Description of the task ::
Every line of the material must be written out again unchanged.

Dataset content ::
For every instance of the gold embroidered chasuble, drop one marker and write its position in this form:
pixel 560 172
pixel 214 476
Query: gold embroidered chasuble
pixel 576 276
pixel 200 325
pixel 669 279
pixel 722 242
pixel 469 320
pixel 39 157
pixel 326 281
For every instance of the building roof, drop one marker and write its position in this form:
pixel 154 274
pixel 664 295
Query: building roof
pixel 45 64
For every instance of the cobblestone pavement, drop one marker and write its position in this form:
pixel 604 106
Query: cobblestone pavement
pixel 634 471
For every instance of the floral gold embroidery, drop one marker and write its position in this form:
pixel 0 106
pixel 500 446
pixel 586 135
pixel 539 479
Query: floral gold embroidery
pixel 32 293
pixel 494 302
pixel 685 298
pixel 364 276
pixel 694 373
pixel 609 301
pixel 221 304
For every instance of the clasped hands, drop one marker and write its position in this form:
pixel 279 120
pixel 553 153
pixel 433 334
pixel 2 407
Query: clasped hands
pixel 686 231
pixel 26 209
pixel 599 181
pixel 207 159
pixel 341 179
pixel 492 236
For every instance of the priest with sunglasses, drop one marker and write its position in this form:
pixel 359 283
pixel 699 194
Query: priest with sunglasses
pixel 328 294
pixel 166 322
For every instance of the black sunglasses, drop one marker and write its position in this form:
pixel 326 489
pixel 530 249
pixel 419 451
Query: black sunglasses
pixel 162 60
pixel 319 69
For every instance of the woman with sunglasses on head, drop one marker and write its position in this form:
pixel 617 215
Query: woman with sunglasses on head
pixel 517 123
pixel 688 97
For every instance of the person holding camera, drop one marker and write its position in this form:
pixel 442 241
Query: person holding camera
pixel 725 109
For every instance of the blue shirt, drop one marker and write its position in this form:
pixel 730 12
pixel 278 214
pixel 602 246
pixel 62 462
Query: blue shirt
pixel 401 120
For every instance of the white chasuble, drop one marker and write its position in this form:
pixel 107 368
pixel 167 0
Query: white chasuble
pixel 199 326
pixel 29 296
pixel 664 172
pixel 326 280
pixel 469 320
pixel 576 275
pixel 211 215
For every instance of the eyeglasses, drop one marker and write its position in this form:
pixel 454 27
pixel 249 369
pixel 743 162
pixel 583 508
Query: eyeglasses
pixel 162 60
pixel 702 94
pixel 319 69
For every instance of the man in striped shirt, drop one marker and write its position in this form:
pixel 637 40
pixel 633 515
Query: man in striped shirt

Problem solution ::
For every instance of the gold embroidered chasuble, drop one marker and write its position in this form:
pixel 560 172
pixel 214 476
Query: gold embroidered chasuble
pixel 576 276
pixel 200 325
pixel 669 279
pixel 722 242
pixel 469 320
pixel 39 157
pixel 326 281
For every instance of the building roof, drop one marker and write its position in this form:
pixel 154 274
pixel 664 295
Query: building roof
pixel 45 64
For every instance of the cobblestone pavement, drop one marker and write its position in this form:
pixel 604 106
Query: cobblestone pavement
pixel 634 471
For every instance of the floral gold embroidery, drop one marker and write its position in this form:
pixel 0 106
pixel 500 446
pixel 586 135
pixel 539 479
Query: floral gold embroidery
pixel 32 293
pixel 494 302
pixel 685 298
pixel 364 276
pixel 694 373
pixel 609 301
pixel 221 304
For every instance of the clasped hands, drop one marker and write its position in this form:
pixel 279 120
pixel 553 153
pixel 433 334
pixel 2 407
Query: clasped hands
pixel 686 231
pixel 26 209
pixel 599 181
pixel 207 159
pixel 341 179
pixel 492 236
For every instance of the priest with sunglasses, drop one marker and write its position in this form:
pixel 359 283
pixel 699 194
Query: priest with sunglasses
pixel 328 294
pixel 166 322
For every instance of the black sunglasses, drop one marker and write its position in this form:
pixel 326 489
pixel 530 249
pixel 419 451
Query: black sunglasses
pixel 162 60
pixel 319 69
For every instance of the woman with sunglasses on head, drop one marker and write its position in this form:
pixel 617 215
Query: woman with sunglasses on head
pixel 517 123
pixel 688 97
For every instance of the person holding camera, drop one marker and write its position in this form:
pixel 442 241
Query: person holding camera
pixel 725 109
For every instance of the blue shirt, drop one marker and write its position in this form:
pixel 730 12
pixel 278 214
pixel 602 246
pixel 62 462
Query: blue shirt
pixel 401 120
For every instance of the white chasuble, drop one marker and write its position in this form:
pixel 107 368
pixel 167 0
Query: white chasuble
pixel 199 326
pixel 29 296
pixel 664 172
pixel 326 280
pixel 469 320
pixel 576 275
pixel 211 215
For every instance of the eyeglasses, drop one marker and write its position in this form:
pixel 454 27
pixel 249 369
pixel 743 162
pixel 583 508
Query: eyeglasses
pixel 162 60
pixel 702 94
pixel 319 69
For every instance of the man in striped shirt, drop one marker and write its position in this form:
pixel 637 40
pixel 633 515
Query: man in striped shirt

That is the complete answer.